### WORK TO BE COMPLETED
Scale the answer coordinates by 0.4, rounding each to a whole number with halves rounded up, and rewrite the lines from the start of the rows through the line containing "[[287, 515]]", inclusive, with the request lines included and left unchanged. Give only those lines.

Object pointing dataset rows
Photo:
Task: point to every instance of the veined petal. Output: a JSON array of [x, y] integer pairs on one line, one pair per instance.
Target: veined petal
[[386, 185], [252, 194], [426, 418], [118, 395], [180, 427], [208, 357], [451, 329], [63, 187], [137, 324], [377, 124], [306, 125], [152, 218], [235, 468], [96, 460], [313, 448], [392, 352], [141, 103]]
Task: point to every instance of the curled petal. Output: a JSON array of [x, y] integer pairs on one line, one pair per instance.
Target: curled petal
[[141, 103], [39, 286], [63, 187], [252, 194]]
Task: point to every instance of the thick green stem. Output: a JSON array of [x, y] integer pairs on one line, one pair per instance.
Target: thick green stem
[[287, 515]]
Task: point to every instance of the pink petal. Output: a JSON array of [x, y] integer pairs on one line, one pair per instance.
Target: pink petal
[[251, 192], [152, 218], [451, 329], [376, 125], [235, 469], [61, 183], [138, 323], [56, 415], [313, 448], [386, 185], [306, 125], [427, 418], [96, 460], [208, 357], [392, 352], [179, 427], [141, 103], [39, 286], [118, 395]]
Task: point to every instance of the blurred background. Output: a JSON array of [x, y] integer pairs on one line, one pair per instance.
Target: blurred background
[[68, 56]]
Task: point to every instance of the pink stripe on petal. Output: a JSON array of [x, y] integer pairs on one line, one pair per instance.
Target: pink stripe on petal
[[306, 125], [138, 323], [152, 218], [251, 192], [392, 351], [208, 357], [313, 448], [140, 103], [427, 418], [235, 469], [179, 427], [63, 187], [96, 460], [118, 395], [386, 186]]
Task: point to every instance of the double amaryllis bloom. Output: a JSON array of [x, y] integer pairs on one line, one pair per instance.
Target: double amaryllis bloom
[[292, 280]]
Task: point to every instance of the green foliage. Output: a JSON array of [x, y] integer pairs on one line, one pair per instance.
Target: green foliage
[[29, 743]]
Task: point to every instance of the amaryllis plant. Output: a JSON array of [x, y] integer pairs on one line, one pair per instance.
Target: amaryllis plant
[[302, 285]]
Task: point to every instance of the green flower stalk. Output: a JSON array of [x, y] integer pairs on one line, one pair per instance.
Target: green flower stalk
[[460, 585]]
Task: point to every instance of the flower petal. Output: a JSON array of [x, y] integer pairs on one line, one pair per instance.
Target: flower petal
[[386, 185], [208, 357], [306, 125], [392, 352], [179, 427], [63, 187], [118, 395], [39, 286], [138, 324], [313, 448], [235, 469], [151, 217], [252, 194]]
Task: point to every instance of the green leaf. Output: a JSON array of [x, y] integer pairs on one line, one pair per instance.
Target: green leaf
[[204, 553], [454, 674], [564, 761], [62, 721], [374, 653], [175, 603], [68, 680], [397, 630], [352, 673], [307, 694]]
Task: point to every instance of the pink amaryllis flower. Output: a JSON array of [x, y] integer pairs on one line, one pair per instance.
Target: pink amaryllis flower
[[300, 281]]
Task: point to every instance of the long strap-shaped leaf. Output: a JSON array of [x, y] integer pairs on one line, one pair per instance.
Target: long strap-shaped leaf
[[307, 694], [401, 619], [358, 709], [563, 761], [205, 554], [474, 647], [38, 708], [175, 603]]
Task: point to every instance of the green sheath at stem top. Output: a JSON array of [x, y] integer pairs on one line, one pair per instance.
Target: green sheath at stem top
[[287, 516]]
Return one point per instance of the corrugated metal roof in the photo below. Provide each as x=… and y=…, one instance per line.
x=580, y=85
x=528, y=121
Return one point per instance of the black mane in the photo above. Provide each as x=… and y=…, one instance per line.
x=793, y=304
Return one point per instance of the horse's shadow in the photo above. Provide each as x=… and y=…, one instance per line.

### THE COMPLETED TASK
Photo:
Task: point to every instance of the veined petal. Output: a JSON array of [x, y] integer pairs on one line, one pair per instance.
Target: veined petal
[[154, 74], [101, 78], [170, 167], [47, 158], [72, 171], [83, 143], [180, 132], [25, 75], [55, 130], [151, 50], [122, 50], [61, 87], [94, 187], [38, 184], [125, 179], [157, 141], [56, 41]]
Task: point to every instance of the curled petal. Output: a JSON array of [x, y] integer pairs on one line, one pair per instance.
Target: curled petal
[[56, 41], [16, 114], [25, 75], [101, 78]]
Task: point to every instance of the thick green stem. Output: a JSON array of [x, y] integer pairs on one line, one pair per instance.
Target: thick green stem
[[115, 206]]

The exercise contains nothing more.